(MATERIALS PROVIDED):
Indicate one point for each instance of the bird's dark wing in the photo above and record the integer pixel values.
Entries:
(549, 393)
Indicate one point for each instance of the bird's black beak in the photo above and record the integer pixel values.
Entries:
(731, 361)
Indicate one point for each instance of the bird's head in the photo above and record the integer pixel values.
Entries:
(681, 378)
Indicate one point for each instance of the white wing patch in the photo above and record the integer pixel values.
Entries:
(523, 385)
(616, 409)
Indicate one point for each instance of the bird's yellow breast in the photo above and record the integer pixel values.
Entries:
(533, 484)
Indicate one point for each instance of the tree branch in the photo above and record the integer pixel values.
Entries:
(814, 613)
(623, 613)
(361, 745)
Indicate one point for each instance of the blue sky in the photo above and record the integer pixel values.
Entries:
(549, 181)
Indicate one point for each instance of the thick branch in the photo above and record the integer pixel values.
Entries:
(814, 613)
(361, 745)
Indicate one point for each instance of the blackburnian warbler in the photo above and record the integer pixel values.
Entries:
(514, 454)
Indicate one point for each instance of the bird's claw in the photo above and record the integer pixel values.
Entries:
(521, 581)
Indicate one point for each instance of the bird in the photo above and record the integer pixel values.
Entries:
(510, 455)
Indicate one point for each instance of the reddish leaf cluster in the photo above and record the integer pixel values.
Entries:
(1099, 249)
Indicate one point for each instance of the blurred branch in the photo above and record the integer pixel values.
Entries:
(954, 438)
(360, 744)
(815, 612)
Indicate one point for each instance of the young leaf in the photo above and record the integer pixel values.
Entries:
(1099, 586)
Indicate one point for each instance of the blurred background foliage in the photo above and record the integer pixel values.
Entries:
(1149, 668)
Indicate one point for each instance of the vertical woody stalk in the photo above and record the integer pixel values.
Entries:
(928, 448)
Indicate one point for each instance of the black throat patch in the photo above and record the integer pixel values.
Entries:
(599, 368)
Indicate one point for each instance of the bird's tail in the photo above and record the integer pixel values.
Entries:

(DIRECTIVE): Copy the lines verbatim, beginning with the line that contains "Indicate one point for each instance of the bird's claw" and ending with the line that contains "(1099, 249)", both included.

(EXPECTED OUTPUT):
Indicate one point for each instance of the bird's claw in the photo above and record the integer pixel values.
Entries:
(521, 581)
Indicate one point for each instance of the bird in the photo above and record the integer pixel values.
Entries:
(510, 455)
Indicate one point for each instance of the reddish leaf cluster in the photo above and record the integer pixel values.
Entries:
(1099, 249)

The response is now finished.